(Collected data)
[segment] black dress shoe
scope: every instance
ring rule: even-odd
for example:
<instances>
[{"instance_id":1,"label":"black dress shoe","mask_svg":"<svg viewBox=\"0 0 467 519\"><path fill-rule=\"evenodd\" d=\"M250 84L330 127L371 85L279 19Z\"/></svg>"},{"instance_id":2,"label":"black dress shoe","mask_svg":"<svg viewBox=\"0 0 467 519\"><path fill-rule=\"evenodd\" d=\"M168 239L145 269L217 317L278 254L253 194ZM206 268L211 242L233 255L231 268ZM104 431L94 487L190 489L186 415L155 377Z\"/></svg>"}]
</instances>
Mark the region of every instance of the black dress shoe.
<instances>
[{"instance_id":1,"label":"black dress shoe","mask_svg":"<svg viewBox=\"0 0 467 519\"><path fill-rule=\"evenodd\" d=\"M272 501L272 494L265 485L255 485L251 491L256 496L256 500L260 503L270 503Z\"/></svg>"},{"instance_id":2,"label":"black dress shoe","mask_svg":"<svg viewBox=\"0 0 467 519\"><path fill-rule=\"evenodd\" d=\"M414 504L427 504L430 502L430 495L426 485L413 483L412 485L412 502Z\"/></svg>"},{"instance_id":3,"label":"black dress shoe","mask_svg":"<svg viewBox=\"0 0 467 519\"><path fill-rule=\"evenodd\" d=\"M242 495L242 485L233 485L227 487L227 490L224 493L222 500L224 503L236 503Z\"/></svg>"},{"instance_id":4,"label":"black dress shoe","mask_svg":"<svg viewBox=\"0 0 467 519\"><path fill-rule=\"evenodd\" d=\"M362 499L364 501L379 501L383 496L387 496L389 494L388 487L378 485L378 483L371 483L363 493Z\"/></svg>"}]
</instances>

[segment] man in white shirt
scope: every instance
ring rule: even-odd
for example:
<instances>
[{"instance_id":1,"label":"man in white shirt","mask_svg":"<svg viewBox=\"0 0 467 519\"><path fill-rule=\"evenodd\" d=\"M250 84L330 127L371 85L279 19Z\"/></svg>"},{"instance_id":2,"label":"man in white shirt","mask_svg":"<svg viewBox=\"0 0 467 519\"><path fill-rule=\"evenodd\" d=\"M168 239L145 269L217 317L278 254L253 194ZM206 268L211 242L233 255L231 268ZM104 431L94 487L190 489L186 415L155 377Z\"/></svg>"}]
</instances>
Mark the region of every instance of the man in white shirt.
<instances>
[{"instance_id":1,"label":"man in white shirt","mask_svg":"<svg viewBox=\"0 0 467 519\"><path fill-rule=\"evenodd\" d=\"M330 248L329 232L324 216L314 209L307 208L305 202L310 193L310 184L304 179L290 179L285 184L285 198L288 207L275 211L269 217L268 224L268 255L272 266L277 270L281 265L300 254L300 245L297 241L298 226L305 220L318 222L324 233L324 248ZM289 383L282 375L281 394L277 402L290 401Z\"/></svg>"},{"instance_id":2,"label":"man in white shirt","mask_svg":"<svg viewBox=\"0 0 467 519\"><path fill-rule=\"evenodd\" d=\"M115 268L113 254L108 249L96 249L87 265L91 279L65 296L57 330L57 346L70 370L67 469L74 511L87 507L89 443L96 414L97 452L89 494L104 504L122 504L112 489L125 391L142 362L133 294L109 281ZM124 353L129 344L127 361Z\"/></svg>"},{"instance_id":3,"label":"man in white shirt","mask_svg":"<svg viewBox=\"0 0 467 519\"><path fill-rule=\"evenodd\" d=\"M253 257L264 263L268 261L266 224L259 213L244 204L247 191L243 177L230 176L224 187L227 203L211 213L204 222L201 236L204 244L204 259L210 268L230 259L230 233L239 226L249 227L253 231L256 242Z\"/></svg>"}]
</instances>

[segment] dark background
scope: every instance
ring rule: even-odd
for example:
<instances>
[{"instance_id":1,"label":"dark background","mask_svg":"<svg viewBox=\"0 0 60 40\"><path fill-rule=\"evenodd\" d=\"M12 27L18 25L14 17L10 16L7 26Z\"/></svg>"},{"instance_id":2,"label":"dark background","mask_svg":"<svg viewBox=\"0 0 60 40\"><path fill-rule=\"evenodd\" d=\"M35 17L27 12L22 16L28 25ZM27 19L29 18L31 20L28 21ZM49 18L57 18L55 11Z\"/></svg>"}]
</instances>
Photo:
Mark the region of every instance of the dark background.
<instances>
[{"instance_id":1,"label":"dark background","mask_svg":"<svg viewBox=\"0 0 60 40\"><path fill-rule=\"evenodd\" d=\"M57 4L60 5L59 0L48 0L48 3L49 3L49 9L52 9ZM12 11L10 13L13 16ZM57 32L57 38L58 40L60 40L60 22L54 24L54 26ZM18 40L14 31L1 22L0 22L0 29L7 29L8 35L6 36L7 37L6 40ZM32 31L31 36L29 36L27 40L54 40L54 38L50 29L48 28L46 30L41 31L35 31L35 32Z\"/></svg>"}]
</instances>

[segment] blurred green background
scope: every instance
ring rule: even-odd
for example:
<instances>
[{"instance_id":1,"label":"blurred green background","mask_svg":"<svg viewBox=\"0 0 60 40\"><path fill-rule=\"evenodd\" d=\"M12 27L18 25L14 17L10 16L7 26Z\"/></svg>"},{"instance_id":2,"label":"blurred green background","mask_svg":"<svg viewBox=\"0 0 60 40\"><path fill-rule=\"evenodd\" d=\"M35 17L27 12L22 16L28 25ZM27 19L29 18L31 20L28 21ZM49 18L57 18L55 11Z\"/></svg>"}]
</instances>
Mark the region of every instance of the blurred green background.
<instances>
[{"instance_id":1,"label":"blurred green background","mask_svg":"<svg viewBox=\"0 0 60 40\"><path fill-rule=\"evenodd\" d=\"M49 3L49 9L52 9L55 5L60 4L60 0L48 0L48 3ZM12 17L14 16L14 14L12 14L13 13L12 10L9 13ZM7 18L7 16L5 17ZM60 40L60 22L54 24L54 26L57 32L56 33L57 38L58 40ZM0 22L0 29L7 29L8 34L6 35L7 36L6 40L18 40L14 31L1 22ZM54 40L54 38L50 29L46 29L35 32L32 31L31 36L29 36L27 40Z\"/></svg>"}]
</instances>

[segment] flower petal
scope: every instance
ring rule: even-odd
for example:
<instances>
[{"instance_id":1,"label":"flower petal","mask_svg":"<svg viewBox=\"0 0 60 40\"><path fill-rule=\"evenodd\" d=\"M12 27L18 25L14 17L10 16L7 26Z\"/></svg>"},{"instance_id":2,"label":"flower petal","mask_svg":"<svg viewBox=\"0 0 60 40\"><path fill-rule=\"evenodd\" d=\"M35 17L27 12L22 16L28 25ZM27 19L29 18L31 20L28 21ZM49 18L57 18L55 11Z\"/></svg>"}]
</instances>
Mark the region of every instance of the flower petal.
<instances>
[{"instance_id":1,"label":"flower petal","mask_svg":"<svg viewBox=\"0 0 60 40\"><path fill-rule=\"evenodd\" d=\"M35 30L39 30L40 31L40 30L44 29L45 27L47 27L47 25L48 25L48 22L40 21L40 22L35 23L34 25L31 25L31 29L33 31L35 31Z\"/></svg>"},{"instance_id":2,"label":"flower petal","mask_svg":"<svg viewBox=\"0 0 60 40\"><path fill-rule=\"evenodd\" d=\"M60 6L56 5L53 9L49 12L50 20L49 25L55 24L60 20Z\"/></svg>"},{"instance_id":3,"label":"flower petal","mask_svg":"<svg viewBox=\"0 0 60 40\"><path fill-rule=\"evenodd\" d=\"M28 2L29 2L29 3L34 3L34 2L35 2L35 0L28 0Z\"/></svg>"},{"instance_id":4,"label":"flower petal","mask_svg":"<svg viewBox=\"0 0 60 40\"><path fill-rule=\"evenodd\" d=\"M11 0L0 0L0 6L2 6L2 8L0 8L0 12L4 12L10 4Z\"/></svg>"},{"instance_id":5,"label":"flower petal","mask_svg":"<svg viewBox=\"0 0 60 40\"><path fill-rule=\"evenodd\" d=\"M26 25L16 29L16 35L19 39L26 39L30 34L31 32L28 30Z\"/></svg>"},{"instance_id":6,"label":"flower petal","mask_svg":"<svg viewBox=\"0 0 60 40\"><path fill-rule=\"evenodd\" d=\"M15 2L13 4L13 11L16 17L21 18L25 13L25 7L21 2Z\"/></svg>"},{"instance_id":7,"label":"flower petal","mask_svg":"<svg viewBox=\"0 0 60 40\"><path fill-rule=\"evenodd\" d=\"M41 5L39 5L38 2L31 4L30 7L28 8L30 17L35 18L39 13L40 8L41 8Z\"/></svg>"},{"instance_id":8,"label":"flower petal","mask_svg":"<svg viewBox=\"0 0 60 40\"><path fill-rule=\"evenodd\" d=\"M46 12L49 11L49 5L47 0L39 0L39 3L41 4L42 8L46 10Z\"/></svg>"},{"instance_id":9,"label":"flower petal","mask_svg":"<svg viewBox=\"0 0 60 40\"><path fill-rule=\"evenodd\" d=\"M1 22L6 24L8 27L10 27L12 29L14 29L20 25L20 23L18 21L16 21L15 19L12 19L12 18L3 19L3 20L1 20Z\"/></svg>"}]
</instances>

#### WHAT YOU WILL DO:
Give back exactly the lines from the line holding "[segment] flower petal" through the last line of the listing, including both.

#### SOLUTION FOR THIS TASK:
[segment] flower petal
scope: every instance
ring rule: even-odd
for example:
<instances>
[{"instance_id":1,"label":"flower petal","mask_svg":"<svg viewBox=\"0 0 60 40\"><path fill-rule=\"evenodd\" d=\"M12 27L18 25L14 17L10 16L7 26Z\"/></svg>"},{"instance_id":2,"label":"flower petal","mask_svg":"<svg viewBox=\"0 0 60 40\"><path fill-rule=\"evenodd\" d=\"M35 17L27 12L22 16L28 25ZM27 19L29 18L31 20L28 21ZM49 18L57 18L55 11Z\"/></svg>"}]
</instances>
Mark the region of every instance of the flower petal.
<instances>
[{"instance_id":1,"label":"flower petal","mask_svg":"<svg viewBox=\"0 0 60 40\"><path fill-rule=\"evenodd\" d=\"M35 30L39 30L40 31L40 30L44 29L45 27L47 27L47 25L48 25L48 22L40 21L40 22L35 23L34 25L31 25L31 29L33 31L35 31Z\"/></svg>"},{"instance_id":2,"label":"flower petal","mask_svg":"<svg viewBox=\"0 0 60 40\"><path fill-rule=\"evenodd\" d=\"M60 6L56 5L53 9L49 12L50 20L49 25L55 24L60 20Z\"/></svg>"},{"instance_id":3,"label":"flower petal","mask_svg":"<svg viewBox=\"0 0 60 40\"><path fill-rule=\"evenodd\" d=\"M28 2L29 2L29 3L34 3L34 2L35 2L35 0L28 0Z\"/></svg>"},{"instance_id":4,"label":"flower petal","mask_svg":"<svg viewBox=\"0 0 60 40\"><path fill-rule=\"evenodd\" d=\"M11 0L0 0L0 6L2 6L2 8L0 8L0 12L4 12L10 4Z\"/></svg>"},{"instance_id":5,"label":"flower petal","mask_svg":"<svg viewBox=\"0 0 60 40\"><path fill-rule=\"evenodd\" d=\"M26 25L16 29L16 35L19 39L26 39L30 34L31 32L28 30Z\"/></svg>"},{"instance_id":6,"label":"flower petal","mask_svg":"<svg viewBox=\"0 0 60 40\"><path fill-rule=\"evenodd\" d=\"M15 2L13 4L13 11L16 17L21 18L25 13L25 7L21 2Z\"/></svg>"},{"instance_id":7,"label":"flower petal","mask_svg":"<svg viewBox=\"0 0 60 40\"><path fill-rule=\"evenodd\" d=\"M41 5L39 5L38 2L31 4L30 7L28 8L30 17L35 18L39 13L40 8L41 8Z\"/></svg>"},{"instance_id":8,"label":"flower petal","mask_svg":"<svg viewBox=\"0 0 60 40\"><path fill-rule=\"evenodd\" d=\"M46 12L49 11L49 5L47 0L39 0L39 3L41 4L42 8L46 10Z\"/></svg>"},{"instance_id":9,"label":"flower petal","mask_svg":"<svg viewBox=\"0 0 60 40\"><path fill-rule=\"evenodd\" d=\"M1 22L6 24L8 27L10 27L12 29L14 29L20 25L20 23L18 21L16 21L15 19L12 19L12 18L3 19L3 20L1 20Z\"/></svg>"}]
</instances>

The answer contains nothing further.